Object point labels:
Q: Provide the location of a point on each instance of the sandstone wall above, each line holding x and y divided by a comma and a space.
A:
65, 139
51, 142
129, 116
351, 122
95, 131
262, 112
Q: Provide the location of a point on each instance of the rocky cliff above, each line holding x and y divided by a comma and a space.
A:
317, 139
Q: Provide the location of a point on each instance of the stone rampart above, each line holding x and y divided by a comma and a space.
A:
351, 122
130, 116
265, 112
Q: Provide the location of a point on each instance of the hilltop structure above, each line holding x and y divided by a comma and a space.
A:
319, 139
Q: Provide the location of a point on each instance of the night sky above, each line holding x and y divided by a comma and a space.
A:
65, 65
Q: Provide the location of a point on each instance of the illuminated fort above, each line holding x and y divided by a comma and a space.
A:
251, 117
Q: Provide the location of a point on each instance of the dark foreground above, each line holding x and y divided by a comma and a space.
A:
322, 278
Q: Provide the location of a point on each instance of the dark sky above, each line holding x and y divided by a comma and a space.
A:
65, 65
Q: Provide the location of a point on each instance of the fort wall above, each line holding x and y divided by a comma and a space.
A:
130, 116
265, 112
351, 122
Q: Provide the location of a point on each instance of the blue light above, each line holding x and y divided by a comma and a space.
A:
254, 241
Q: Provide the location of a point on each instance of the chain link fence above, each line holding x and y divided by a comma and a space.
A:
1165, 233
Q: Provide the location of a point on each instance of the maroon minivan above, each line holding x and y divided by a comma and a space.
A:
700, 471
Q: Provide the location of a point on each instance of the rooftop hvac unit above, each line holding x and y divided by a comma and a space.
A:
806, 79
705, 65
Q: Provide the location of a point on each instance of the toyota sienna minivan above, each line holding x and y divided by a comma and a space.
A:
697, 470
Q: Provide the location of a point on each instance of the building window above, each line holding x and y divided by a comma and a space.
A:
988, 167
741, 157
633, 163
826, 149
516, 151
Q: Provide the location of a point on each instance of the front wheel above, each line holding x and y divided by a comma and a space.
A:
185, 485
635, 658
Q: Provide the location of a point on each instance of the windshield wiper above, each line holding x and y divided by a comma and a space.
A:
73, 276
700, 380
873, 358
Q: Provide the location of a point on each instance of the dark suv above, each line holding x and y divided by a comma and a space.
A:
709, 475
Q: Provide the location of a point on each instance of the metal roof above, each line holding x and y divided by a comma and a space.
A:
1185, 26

**Brief:**
Copy out each line above, character for character.

**Reply to the task:**
Q: Provide the location of a point on each instance of the sandstone wall above, each line holding x and y divided by a comma and a space.
A:
65, 139
51, 142
129, 116
351, 122
95, 131
262, 112
Q: Provide the location of a point on each instance of the rocky cliff above, each line holding x and y divided by a comma and a space.
A:
317, 139
Q: Provide the location of a point on each instance of the stone rampart above, each line holding x and y divided by a comma and a space.
A:
351, 122
130, 116
265, 112
Q: Provide the location of a point on each instance of the hilltop structure above, each line holding x and y divided by a comma and a space.
A:
319, 139
Q: Provide the location of a point on each instance of the night sky above, each line holding x and y divided by a comma and a space.
A:
65, 65
Q: Provide the location of a point on each instance of the illuminated fort above, each line holding x and y divided by a comma and a space.
A:
251, 117
Q: Provide the location of a point on each instance of the dark foreground above, each line holding x and y divided by a comma and a space.
A:
322, 278
Q: Provide the location of a point on each instance of the dark sky above, each line holding x and y divided by a comma and a space.
A:
65, 65
Q: Provide the location of a point on each instance of the fort wall above, each line holding x and y divided by a comma and a space.
A:
130, 116
265, 112
351, 122
Q: Provide the location of a point on each instance of the blue light above, each line holding x and y divided by a comma and a space.
A:
254, 241
Q: Provide the location of a point on each instance of the chain link fence above, each line holding x and y divided by a comma and a space.
A:
1165, 233
Q: Provide the location of a point on each instance of the maroon minivan above, each line holding x and y divided by a comma and a space.
A:
700, 471
Q: Provide the location of a point on each instance of the rooftop hvac unit above, each line holding x and y divided by a comma and a space.
A:
806, 79
705, 65
Q: Provide the location of a point on each instance of the toyota sienna minivan above, each line holding x and y divided by a comma and a space.
A:
697, 470
Q: Provide the location of a point on each instance of the building window above, each line holding x and y divided by a comma and a space.
A:
988, 167
741, 157
633, 163
826, 149
516, 151
Q: Provide the location of a point on each instance of the front wheel above, each line holding x and y divided by a comma and a space.
A:
185, 485
635, 658
Q: Provide the location of a point on each instance of the windshield wiper above, each line holding x and y divided by a comma and a space.
A:
73, 276
700, 380
873, 358
Q: Provide the location of a point on each instance of the dark suv above, each line holding x and y divided by a comma and a space.
A:
709, 475
Q: Provide the location of a point on each instance of the metal roof above, each line holding x and y divided by a comma and a space.
A:
1185, 26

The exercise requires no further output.